> [Exercise objective]
Copy these rows word for word, keeping every line in its original order.

> [Rows from a dataset]
━━━
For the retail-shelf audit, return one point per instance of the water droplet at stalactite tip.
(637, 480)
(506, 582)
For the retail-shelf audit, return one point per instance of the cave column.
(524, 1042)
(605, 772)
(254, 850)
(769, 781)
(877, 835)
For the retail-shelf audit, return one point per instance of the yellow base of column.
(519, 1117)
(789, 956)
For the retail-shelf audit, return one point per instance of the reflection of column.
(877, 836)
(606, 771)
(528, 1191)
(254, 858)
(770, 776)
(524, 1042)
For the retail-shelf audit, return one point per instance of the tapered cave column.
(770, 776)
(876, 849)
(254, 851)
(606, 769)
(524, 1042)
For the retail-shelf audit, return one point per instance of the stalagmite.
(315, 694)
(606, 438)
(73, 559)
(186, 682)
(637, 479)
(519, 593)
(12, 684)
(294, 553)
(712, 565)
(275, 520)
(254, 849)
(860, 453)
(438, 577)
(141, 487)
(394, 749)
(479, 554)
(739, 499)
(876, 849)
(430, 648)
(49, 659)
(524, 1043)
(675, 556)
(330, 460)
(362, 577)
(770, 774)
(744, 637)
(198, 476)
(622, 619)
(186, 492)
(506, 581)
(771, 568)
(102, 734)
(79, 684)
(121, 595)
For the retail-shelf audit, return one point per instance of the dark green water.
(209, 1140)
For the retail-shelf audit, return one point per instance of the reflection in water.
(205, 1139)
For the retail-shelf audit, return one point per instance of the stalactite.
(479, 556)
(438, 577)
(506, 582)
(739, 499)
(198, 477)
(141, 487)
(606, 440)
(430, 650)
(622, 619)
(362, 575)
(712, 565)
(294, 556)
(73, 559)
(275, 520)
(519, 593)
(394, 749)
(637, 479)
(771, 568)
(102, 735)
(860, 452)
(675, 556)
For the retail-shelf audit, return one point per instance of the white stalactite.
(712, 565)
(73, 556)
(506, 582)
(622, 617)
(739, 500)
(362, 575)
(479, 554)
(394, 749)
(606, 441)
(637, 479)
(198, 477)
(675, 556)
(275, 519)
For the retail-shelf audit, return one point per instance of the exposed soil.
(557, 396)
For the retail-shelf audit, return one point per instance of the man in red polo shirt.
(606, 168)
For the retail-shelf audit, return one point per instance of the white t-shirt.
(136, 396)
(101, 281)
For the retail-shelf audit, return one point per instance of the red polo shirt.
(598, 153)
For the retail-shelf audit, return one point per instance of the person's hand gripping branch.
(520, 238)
━━━
> [Complete answer]
For the retail-shelf audit, return one point per instance of the water droplet at stalactite tip.
(637, 480)
(506, 582)
For the retail-shelf audit, return one point per instance of the cave column.
(524, 1042)
(605, 772)
(254, 850)
(769, 781)
(877, 835)
For the retail-shelf audit, return one point per instance of the yellow base of column.
(519, 1117)
(789, 956)
For the retail-shelf audit, return one point per instance of the reflection of column.
(877, 836)
(606, 771)
(528, 1191)
(254, 858)
(770, 776)
(524, 1042)
For the retail-shelf audit, return one point per instance of the tapered cave column.
(770, 776)
(876, 849)
(254, 851)
(606, 769)
(524, 1042)
For the retail-shelf audit, return one point per instance of the stalagmite.
(315, 694)
(606, 438)
(73, 559)
(186, 682)
(637, 479)
(519, 593)
(12, 684)
(294, 553)
(712, 565)
(275, 520)
(254, 849)
(860, 453)
(438, 577)
(141, 487)
(394, 749)
(479, 554)
(739, 499)
(876, 849)
(430, 648)
(49, 659)
(524, 1043)
(675, 556)
(330, 460)
(362, 577)
(770, 774)
(744, 637)
(198, 476)
(622, 619)
(186, 492)
(506, 581)
(771, 568)
(102, 734)
(79, 684)
(121, 595)
For the retail-shelf audit, return one point per instance of the dark green water.
(209, 1140)
For the retail-shelf audit, return one point per instance of the reflection in water.
(205, 1139)
For the retail-shelf audit, return one point per instance of the stalactite.
(479, 556)
(438, 577)
(506, 582)
(739, 499)
(198, 477)
(141, 487)
(606, 440)
(430, 650)
(622, 619)
(362, 575)
(712, 565)
(294, 556)
(73, 559)
(275, 520)
(519, 593)
(394, 749)
(637, 479)
(771, 568)
(102, 735)
(860, 452)
(675, 556)
For the retail-shelf audit, return one point per instance of the white stalactite.
(712, 565)
(73, 556)
(506, 582)
(622, 617)
(739, 500)
(362, 575)
(479, 554)
(394, 749)
(606, 441)
(637, 479)
(198, 477)
(675, 556)
(275, 519)
For the retail-shelf audit, return one point per instance of the exposed soil.
(557, 396)
For the retail-shelf audit, return one point per instance of the man in red polo shirt.
(606, 168)
For the retail-shelf audit, return one point per instance of the white t-shirt.
(136, 396)
(101, 281)
For the retail-shelf audit, return one point per instance of the red polo shirt.
(598, 153)
For the retail-shelf audit, return one point per instance of the person's hand gripping branch.
(520, 238)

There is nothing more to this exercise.